[Labeled-object pointing entries]
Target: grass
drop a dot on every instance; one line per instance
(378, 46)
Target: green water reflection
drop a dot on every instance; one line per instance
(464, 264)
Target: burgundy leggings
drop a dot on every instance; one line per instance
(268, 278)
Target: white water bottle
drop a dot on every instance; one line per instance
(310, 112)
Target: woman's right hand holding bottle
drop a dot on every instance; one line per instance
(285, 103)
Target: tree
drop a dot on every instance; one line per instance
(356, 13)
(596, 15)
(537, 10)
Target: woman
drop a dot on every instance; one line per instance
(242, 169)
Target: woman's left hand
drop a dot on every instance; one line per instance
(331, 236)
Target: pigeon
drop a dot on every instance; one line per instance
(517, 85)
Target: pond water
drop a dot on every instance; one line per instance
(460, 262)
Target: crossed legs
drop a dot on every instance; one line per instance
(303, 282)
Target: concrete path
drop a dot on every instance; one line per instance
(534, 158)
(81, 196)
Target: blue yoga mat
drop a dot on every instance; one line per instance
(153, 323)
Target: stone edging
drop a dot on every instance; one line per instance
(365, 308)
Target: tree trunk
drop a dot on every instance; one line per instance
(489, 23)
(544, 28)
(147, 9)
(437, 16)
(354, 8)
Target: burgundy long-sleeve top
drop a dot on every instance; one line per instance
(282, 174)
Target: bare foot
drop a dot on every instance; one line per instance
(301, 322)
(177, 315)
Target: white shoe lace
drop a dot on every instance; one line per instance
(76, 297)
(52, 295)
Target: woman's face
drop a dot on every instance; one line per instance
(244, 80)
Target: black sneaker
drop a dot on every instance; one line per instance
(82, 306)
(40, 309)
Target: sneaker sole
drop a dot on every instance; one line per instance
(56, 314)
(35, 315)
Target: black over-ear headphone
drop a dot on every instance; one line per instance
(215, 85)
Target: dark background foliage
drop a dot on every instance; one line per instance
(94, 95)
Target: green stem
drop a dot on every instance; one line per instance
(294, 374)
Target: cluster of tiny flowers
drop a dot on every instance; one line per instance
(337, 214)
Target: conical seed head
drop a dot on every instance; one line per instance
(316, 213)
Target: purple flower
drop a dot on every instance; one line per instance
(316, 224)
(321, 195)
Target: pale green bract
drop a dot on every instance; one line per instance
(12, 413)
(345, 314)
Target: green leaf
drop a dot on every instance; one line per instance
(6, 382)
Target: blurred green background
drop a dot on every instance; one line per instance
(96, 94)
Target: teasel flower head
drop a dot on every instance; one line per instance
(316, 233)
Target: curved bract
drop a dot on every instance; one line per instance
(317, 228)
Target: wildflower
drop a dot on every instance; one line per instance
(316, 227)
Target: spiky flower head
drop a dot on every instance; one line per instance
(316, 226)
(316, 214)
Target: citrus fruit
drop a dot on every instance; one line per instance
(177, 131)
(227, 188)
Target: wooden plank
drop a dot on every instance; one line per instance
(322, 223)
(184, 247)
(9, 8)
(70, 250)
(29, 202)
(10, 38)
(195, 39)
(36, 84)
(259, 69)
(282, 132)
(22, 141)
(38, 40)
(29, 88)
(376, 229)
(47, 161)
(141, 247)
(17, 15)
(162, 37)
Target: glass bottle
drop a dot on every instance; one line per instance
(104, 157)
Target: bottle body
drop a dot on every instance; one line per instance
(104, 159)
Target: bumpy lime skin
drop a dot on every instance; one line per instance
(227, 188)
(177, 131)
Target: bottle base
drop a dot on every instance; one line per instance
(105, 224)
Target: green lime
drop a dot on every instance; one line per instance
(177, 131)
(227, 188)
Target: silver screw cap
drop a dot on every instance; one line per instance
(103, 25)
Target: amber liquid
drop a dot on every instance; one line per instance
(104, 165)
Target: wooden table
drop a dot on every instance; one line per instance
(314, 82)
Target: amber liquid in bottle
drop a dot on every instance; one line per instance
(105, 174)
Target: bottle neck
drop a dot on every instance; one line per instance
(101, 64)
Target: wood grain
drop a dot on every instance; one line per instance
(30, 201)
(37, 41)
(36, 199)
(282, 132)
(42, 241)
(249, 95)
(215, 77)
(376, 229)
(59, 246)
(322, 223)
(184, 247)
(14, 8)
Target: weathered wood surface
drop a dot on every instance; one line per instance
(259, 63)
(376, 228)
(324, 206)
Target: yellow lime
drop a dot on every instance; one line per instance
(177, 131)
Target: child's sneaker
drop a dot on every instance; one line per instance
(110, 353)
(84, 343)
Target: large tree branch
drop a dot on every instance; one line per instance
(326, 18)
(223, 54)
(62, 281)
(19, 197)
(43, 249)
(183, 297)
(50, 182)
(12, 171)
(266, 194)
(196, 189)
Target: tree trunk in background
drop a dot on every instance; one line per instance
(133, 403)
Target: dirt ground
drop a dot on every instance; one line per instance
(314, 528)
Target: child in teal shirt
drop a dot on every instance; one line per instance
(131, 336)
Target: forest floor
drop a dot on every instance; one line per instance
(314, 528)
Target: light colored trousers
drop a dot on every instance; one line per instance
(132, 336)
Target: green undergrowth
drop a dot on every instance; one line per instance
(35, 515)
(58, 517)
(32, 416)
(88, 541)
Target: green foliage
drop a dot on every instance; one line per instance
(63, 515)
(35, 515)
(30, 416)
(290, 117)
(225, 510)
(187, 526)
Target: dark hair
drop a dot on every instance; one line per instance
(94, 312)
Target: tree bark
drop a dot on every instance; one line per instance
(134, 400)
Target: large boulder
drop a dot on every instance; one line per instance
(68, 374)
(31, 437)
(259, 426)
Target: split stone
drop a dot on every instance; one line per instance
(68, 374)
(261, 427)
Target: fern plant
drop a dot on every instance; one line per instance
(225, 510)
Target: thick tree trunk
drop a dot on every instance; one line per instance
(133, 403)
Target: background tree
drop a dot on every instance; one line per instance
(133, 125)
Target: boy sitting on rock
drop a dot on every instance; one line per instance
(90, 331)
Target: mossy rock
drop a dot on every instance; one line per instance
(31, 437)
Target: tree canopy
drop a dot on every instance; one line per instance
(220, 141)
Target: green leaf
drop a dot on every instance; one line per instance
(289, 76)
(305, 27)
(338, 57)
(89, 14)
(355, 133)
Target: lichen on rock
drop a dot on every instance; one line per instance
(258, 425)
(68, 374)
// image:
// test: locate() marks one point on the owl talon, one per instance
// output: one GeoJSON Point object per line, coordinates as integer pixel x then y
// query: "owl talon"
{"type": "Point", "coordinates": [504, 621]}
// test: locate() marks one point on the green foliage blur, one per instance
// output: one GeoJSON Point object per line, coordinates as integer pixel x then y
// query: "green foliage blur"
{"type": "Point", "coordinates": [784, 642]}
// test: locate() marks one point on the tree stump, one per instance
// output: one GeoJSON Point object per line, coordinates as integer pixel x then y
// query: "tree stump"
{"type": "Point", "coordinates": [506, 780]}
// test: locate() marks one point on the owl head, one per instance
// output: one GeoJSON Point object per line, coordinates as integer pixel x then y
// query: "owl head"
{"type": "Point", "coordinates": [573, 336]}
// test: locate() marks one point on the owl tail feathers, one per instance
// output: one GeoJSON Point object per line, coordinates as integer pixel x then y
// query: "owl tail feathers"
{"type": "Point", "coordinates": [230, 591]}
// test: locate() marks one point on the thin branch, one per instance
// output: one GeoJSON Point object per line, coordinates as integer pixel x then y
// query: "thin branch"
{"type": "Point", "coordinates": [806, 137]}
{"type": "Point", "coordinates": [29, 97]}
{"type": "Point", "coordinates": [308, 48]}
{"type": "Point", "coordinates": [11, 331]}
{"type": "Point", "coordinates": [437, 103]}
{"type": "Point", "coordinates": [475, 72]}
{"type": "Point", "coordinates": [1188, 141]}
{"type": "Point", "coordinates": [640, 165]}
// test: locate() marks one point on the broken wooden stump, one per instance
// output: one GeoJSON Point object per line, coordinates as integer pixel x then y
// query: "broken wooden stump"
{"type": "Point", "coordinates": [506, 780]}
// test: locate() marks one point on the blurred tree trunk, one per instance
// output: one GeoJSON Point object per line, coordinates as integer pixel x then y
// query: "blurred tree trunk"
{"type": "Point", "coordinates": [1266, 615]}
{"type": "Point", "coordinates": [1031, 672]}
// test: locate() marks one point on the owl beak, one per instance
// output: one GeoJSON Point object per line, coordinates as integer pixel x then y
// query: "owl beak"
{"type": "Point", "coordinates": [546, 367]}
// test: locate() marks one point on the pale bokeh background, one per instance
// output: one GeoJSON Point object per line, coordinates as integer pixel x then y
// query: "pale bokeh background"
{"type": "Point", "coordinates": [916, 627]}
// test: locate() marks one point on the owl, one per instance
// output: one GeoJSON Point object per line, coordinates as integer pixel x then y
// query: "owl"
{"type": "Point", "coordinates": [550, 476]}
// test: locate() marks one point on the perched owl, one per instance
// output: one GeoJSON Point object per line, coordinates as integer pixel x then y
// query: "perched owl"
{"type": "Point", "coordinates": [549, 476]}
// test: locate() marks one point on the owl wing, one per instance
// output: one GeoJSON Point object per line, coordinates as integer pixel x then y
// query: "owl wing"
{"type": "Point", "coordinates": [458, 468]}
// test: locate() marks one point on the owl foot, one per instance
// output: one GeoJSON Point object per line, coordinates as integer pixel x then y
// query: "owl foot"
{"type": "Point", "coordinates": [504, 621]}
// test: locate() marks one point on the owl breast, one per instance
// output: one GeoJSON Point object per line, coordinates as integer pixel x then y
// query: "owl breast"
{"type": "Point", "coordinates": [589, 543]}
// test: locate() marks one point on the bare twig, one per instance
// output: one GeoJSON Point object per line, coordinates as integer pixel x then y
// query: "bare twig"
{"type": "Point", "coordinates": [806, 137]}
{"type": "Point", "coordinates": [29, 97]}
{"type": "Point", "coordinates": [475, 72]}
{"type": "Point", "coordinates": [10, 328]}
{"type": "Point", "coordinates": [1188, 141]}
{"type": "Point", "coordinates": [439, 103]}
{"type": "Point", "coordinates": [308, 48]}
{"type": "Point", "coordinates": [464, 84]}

# CHALLENGE:
Starting from the line with "wing, one per instance" and ending with the final line of the data, quote every line exactly, both ends included.

# SOLUTION TO THE PROBLEM:
// test: locate() marks one point on the owl wing, one per instance
// output: one GeoJSON Point object per line, coordinates as integer pixel x then y
// query: "owl wing"
{"type": "Point", "coordinates": [458, 468]}
// test: locate() marks one point on the owl foot, one per instance
// output: one GeoJSON Point object per line, coordinates as integer pixel x then y
// query: "owl foot"
{"type": "Point", "coordinates": [504, 621]}
// test: locate() marks one point on the owl breast, one per instance
// output: one GeoJSON Point object per line, coordinates as integer pixel x then y
// query: "owl breast"
{"type": "Point", "coordinates": [589, 543]}
// test: locate() marks one point on the bare twig, one per instance
// output: one GeoJSON Point object per line, coordinates as integer pixel x then y
// query: "bare twig"
{"type": "Point", "coordinates": [806, 137]}
{"type": "Point", "coordinates": [29, 97]}
{"type": "Point", "coordinates": [475, 72]}
{"type": "Point", "coordinates": [10, 328]}
{"type": "Point", "coordinates": [1188, 141]}
{"type": "Point", "coordinates": [439, 103]}
{"type": "Point", "coordinates": [308, 48]}
{"type": "Point", "coordinates": [464, 84]}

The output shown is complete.